WORK ITEM: The whole listing should be retyped word for word, apart from the pictures it holds.

DATA SECTION:

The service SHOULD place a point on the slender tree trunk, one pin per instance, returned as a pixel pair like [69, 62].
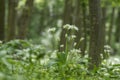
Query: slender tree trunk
[117, 32]
[84, 9]
[2, 20]
[111, 26]
[96, 37]
[12, 4]
[23, 20]
[67, 19]
[78, 23]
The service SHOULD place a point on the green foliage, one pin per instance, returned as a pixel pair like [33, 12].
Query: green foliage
[22, 60]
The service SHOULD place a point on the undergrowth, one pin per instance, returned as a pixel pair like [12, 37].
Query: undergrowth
[22, 60]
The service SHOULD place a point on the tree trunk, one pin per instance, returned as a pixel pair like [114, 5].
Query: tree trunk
[2, 20]
[117, 32]
[78, 23]
[12, 4]
[96, 37]
[67, 19]
[111, 26]
[24, 18]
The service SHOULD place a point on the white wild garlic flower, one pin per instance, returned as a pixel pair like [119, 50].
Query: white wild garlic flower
[70, 27]
[51, 29]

YOUR RESPONSE:
The service SHOULD place a point on the slender tree trunk, one pin per instance, returned as a pixel pair like [69, 62].
Query: slender tree trunk
[117, 32]
[84, 9]
[2, 20]
[111, 26]
[96, 37]
[12, 4]
[23, 20]
[67, 19]
[78, 23]
The service SHOULD place a point on the green foliage, one pin per instance, returned as a pixel pair like [33, 12].
Query: green foliage
[22, 60]
The service SHOULD place a point on the undergrowth, one pin per instance, returned as a pixel pair like [12, 37].
Query: undergrowth
[22, 60]
The service SHOULD place a point on the tree trunk, one pin per instance, returned as a pixel pair like [114, 5].
Query: tree trunk
[2, 20]
[117, 32]
[78, 23]
[12, 4]
[96, 37]
[67, 19]
[111, 26]
[24, 18]
The service SHOULD place a point on the white wild garlic flower, one pin per instance, returned as a pixel pair like [119, 50].
Query: white wild garlic flower
[70, 27]
[51, 29]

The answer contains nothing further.